### Passage shown
↓

I tried to approach this problem by putting if conditions in a single print statement without use of extra variable.

    age=12
    print('kid' if age<18 and age<12 else 'teenager' if age<18 and age>=12 else 'adult')

The result of the modified code snippet is coming same as that of the original code snippet but wanted to confirm if its the right approach according to the question or should i use an extra variable and store the outcome of each if statement and print the variable at the end of if condition.

2 Answers2

2

I think you should review the main ideals of python. If we open a console and import this we will see:

"""
The Zen of Python, by Tim Peters
Beautiful is better than ugly.
Explicit is better than implicit.
Simple is better than complex.
Complex is better than complicated.
Flat is better than nested.
Sparse is better than dense.
Readability counts.
Special cases aren't special enough to break the rules.
Although practicality beats purity.
Errors should never pass silently.
Unless explicitly silenced.
In the face of ambiguity, refuse the temptation to guess.

↑

### Given data
↓

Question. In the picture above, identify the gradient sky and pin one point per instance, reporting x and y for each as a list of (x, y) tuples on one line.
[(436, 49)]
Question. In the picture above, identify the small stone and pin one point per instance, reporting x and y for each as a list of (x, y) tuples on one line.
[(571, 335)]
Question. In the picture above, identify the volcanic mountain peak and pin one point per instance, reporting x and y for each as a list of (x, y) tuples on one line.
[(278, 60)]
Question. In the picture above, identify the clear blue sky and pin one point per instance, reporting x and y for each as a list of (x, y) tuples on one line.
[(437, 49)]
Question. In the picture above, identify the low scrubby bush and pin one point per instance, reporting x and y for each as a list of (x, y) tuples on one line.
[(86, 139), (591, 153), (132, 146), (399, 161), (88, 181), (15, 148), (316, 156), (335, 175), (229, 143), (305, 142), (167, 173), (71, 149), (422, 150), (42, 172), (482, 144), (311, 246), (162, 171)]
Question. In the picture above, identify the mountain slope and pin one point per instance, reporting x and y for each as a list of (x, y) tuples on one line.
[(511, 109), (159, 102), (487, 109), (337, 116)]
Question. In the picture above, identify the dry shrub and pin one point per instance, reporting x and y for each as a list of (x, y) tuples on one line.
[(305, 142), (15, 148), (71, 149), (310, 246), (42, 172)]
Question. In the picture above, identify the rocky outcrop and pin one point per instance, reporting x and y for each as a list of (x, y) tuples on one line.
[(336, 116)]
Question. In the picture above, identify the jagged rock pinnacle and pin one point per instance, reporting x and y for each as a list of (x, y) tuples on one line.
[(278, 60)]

↑

### What you will do
[1] What value does the Python excerpt assign to age?
[2] Why does the asker in the Python excerpt want confirmation even though the modified code works? Answer in one to three sentences.
[3] Please reproduce part of the Python excerpt word for word: begin at the words "I think you" and stop after "better than nested.".

### Answers below
[1] 12

[2] The modified code gives the same result as the original, but the asker is unsure whether putting the conditions in a single print statement fits what the question requires. They also wonder whether they should store each if statement's outcome in an extra variable and print that variable at the end.

[3]
I think you should review the main ideals of python. If we open a console and import this we will see:

"""
The Zen of Python, by Tim Peters
Beautiful is better than ugly.
Explicit is better than implicit.
Simple is better than complex.
Complex is better than complicated.
Flat is better than nested.